[Point-per-instance localization data]
··········
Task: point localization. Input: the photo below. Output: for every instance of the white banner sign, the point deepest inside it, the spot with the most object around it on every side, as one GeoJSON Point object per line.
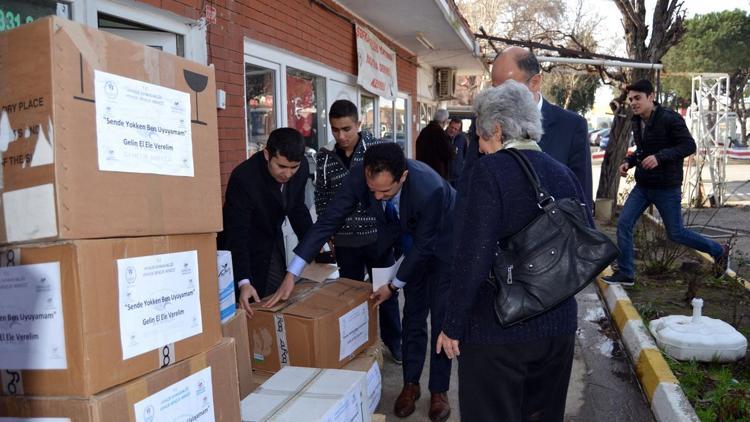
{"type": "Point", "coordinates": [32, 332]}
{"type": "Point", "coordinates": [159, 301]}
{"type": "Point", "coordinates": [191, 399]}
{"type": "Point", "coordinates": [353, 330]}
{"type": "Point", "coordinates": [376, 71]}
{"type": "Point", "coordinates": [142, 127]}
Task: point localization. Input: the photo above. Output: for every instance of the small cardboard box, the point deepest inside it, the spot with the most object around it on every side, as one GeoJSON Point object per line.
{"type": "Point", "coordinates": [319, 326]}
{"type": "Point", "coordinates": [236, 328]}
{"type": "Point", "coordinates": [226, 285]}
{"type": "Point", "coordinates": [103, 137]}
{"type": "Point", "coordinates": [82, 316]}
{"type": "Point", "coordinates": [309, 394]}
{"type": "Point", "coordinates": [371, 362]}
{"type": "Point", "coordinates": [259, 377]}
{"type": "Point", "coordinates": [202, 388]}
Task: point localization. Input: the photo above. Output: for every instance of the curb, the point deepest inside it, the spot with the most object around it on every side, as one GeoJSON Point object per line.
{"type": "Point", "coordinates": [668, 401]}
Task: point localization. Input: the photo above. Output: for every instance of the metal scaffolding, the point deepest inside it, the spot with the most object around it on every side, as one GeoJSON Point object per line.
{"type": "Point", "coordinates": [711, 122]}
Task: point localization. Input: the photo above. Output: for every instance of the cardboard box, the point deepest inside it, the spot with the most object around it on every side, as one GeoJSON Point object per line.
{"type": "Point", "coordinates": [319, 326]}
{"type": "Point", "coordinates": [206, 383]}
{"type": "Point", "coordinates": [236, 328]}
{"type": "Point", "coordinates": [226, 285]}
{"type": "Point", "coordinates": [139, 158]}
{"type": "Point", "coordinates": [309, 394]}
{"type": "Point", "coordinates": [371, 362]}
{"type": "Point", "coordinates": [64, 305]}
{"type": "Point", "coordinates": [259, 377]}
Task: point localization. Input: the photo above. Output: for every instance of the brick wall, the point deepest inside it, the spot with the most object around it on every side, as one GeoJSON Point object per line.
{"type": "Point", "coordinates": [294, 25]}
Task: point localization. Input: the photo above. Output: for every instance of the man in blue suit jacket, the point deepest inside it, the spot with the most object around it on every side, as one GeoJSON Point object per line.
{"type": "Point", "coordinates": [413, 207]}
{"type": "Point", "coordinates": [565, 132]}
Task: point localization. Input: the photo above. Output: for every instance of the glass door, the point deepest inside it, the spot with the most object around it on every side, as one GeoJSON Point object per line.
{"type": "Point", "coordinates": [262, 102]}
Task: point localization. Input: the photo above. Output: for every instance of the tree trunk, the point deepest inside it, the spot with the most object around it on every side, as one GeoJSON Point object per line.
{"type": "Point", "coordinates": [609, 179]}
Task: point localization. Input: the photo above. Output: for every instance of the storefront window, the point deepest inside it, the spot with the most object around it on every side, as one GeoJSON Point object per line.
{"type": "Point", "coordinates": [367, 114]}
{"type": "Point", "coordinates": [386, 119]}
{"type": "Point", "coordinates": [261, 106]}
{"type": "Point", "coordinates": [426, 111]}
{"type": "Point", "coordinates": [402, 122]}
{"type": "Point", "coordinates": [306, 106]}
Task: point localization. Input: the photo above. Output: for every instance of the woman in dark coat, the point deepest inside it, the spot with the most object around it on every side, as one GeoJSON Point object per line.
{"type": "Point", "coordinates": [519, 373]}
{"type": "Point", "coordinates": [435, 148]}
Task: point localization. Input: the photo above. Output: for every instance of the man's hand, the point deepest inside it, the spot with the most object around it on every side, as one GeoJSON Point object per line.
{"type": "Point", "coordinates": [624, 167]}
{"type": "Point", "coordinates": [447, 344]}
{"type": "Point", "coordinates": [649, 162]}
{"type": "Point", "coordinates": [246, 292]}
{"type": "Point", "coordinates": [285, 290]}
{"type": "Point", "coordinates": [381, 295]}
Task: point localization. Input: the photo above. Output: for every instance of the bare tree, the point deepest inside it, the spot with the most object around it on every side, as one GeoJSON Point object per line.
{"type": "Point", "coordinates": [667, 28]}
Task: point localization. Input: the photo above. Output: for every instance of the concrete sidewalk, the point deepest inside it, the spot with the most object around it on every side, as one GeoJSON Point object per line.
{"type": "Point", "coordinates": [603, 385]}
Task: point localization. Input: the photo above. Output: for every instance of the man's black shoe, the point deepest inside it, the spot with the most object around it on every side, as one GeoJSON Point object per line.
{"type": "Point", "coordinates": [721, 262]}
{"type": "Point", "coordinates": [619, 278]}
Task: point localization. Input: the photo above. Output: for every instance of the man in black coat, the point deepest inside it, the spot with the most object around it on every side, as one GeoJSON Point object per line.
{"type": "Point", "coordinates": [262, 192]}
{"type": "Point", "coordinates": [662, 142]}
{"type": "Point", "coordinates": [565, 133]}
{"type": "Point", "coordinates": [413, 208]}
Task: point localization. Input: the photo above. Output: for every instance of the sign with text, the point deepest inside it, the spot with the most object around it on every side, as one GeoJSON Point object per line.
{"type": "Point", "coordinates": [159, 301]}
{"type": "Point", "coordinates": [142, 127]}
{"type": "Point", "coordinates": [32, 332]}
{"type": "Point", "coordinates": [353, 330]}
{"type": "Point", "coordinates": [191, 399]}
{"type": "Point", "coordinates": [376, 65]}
··········
Would you mind returning each entry above word for word, skipping the images?

ANSWER TO THIS TASK =>
Task: point localization. Input: the photo below. Output: for every instance of the white banner sign, the point deepest inside it, the spot with the most object around it on every side, as one GeoJSON Point object per line.
{"type": "Point", "coordinates": [32, 332]}
{"type": "Point", "coordinates": [159, 301]}
{"type": "Point", "coordinates": [191, 399]}
{"type": "Point", "coordinates": [353, 330]}
{"type": "Point", "coordinates": [376, 71]}
{"type": "Point", "coordinates": [142, 127]}
Task: point localization. Input: the photo above. Output: for every instance of the small cardboard box, the point deepest inside it, the spot with the most object around it on every side, as one GeoJSON Point object per line.
{"type": "Point", "coordinates": [319, 326]}
{"type": "Point", "coordinates": [236, 328]}
{"type": "Point", "coordinates": [226, 285]}
{"type": "Point", "coordinates": [103, 137]}
{"type": "Point", "coordinates": [82, 316]}
{"type": "Point", "coordinates": [309, 394]}
{"type": "Point", "coordinates": [371, 362]}
{"type": "Point", "coordinates": [259, 377]}
{"type": "Point", "coordinates": [202, 388]}
Task: point localization. Input: the photo above. Output: for every instance of the curb, the point deepest inside it, the spot with the most object around it on every side, as one GeoJSON Point object per line.
{"type": "Point", "coordinates": [668, 401]}
Task: point localization. Input: the photo above. Output: for every instance of the metal scaffolding, the point deepest inside it, the spot with the most object around it on every side, as one GeoJSON Point object per line.
{"type": "Point", "coordinates": [711, 122]}
Task: point localization. Input: the photo above. Output: for every instance of the cardboard box, the point deepest inside it, the spot with the most object around it on every side, as one GeoJSON Point object per line.
{"type": "Point", "coordinates": [319, 326]}
{"type": "Point", "coordinates": [206, 383]}
{"type": "Point", "coordinates": [236, 328]}
{"type": "Point", "coordinates": [226, 285]}
{"type": "Point", "coordinates": [139, 158]}
{"type": "Point", "coordinates": [309, 394]}
{"type": "Point", "coordinates": [371, 362]}
{"type": "Point", "coordinates": [64, 305]}
{"type": "Point", "coordinates": [259, 377]}
Task: point localization. Input: the photo above. Output: for every instance of the brick wall, the point deepest inside it, the spot with the most object around it on every side, as one GeoJSON Point object per line.
{"type": "Point", "coordinates": [294, 25]}
Task: point localization. Input: the photo above. Output: for every instance of the man in blue suit jacket, the point deepest inside it, the spot with the most object around it on every side, as one GeoJSON Point object per line.
{"type": "Point", "coordinates": [413, 207]}
{"type": "Point", "coordinates": [565, 132]}
Task: point localization. Input: the photo above. Output: for every instance of the glass door, the point deepest inside it, the spot with the most object around it on every side, as one GeoJSON Point object per line.
{"type": "Point", "coordinates": [262, 102]}
Task: point localization. Input: the photo above. Output: for every instance of the tree trunk, the point deepest inside it, the spot with the most object around it on every side, as one GeoJSON Point object per line.
{"type": "Point", "coordinates": [609, 179]}
Task: point localization. Input: the photo above. Output: for every instance of the storefront window, the point deepest inside it, the spot with the most object around it on every side, as one GeoJSON Point object per line.
{"type": "Point", "coordinates": [367, 114]}
{"type": "Point", "coordinates": [386, 119]}
{"type": "Point", "coordinates": [261, 106]}
{"type": "Point", "coordinates": [426, 111]}
{"type": "Point", "coordinates": [402, 122]}
{"type": "Point", "coordinates": [306, 106]}
Task: point localization. Input: the photo above. Output: for every instance of the woman in dark coat, the point deepest inside it, the spot with the most object around it on every side, as one GeoJSON Point object per line.
{"type": "Point", "coordinates": [519, 373]}
{"type": "Point", "coordinates": [435, 148]}
Task: point localization. Input: the photo above. Output: for every instance of the man's hand, the point deepest inside it, the spot with the most object around it on every side, as one GeoJSON Point object per line.
{"type": "Point", "coordinates": [624, 167]}
{"type": "Point", "coordinates": [447, 344]}
{"type": "Point", "coordinates": [649, 162]}
{"type": "Point", "coordinates": [246, 292]}
{"type": "Point", "coordinates": [285, 290]}
{"type": "Point", "coordinates": [381, 295]}
Task: point localization. Input: the photo above. Output: for every instance of the bare tree, the point deepest inside it, the spot with the most object around it on every side, as one GeoJSON Point object per line.
{"type": "Point", "coordinates": [667, 28]}
Task: point localization. Input: the photo above. Output: for every instance of the concrete sidewalk, the point deepest inside it, the spot with the most object around it on every side, as one GeoJSON Point object per line.
{"type": "Point", "coordinates": [603, 385]}
Task: point localization. Input: the photo above. Output: for every instance of the man's black shoe, the point deepest inside it, the spot with the most object around it on every side, as one GeoJSON Point object per line.
{"type": "Point", "coordinates": [721, 262]}
{"type": "Point", "coordinates": [619, 278]}
Task: point localization. Input: the photo above. Output: for every instance of the man in black coat, the point deepest inside it, the spot with the most object around it on every side, as one GeoJSON Point object per line.
{"type": "Point", "coordinates": [262, 192]}
{"type": "Point", "coordinates": [662, 142]}
{"type": "Point", "coordinates": [565, 133]}
{"type": "Point", "coordinates": [413, 208]}
Task: point localization. Input: the photo above. Output: for every instance of the sign with text, the point deepest inside it, the spot with the most object around it on every side, as one GeoJSON Point object per line.
{"type": "Point", "coordinates": [159, 301]}
{"type": "Point", "coordinates": [142, 127]}
{"type": "Point", "coordinates": [32, 332]}
{"type": "Point", "coordinates": [353, 330]}
{"type": "Point", "coordinates": [191, 399]}
{"type": "Point", "coordinates": [376, 65]}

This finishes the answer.